### [Problem requirements]
Copy out each line of the items below that contains the word "post".

========================================

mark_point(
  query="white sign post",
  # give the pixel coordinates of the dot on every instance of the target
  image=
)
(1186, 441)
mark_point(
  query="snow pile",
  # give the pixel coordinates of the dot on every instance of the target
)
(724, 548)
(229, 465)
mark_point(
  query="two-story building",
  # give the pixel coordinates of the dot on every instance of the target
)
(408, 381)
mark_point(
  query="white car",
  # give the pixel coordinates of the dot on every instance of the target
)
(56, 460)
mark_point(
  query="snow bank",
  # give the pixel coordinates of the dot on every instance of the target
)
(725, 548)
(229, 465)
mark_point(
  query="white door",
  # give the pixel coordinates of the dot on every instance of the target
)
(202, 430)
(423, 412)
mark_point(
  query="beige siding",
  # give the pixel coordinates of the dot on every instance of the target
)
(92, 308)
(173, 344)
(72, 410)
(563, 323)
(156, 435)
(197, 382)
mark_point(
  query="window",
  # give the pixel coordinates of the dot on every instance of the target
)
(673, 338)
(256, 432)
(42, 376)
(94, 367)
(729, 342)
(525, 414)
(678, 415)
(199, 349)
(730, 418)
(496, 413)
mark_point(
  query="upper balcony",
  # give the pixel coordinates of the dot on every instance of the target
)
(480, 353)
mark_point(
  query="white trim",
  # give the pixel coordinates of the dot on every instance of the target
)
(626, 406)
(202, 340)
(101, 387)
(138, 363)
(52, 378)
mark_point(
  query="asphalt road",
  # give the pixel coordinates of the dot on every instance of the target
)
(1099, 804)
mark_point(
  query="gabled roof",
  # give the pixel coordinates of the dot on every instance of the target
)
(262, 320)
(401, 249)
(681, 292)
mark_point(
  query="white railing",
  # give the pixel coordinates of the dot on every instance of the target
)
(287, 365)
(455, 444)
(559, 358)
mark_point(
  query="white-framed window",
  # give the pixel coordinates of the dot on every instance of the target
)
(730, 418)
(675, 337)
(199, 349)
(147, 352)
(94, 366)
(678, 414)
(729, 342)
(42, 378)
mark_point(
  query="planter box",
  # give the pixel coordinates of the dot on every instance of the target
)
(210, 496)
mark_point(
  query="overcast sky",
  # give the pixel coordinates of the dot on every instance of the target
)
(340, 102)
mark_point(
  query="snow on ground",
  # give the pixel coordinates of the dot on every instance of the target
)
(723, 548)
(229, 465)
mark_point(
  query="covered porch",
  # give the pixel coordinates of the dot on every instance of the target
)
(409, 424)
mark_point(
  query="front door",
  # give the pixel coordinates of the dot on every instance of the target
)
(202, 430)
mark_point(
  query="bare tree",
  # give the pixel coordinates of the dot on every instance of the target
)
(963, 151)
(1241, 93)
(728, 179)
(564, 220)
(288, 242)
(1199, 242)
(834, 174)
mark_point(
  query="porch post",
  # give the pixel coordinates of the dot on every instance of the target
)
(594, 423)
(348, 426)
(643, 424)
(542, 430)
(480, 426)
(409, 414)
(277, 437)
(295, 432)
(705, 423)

========================================

### [Finished answer]
  query="white sign post",
  query="porch post",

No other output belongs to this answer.